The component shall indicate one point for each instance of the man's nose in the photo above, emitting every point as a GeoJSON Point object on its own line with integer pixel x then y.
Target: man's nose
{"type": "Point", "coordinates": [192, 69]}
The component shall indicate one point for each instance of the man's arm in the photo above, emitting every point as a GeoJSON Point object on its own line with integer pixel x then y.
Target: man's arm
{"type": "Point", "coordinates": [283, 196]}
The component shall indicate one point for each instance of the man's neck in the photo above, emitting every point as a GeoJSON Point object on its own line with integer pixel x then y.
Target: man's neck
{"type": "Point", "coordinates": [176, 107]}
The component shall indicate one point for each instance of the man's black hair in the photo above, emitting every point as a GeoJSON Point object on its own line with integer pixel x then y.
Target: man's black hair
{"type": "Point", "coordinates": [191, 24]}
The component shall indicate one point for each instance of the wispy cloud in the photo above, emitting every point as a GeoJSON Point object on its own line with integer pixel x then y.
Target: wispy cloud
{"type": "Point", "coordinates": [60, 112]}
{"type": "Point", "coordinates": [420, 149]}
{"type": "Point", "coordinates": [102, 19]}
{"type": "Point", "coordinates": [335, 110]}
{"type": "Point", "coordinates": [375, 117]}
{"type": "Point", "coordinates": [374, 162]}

==========

*Task requirements*
Word for word, output the lines of the data from its first line through the line where "the man's black" appears, and stop there.

*Response for this exercise*
The component shall indicate one point for each instance of the man's nose in the photo above, emitting every point as a GeoJSON Point object on its own line with integer pixel x then y.
Target: man's nose
{"type": "Point", "coordinates": [192, 69]}
The component shall indicate one point for each instance of the man's arm in the photo above, emitting every point as a GeoJSON Point object on its own line with integer pixel x then y.
Target: man's arm
{"type": "Point", "coordinates": [283, 196]}
The component shall indicate one point for each instance of the man's neck in the photo above, emitting every point as a GeoJSON Point object on its own line with integer pixel x then y.
Target: man's neck
{"type": "Point", "coordinates": [176, 107]}
The component shall indicate one point for each instance of the man's black hair in the photo above, emitting every point as a GeoJSON Point object on its own line with integer pixel x then y.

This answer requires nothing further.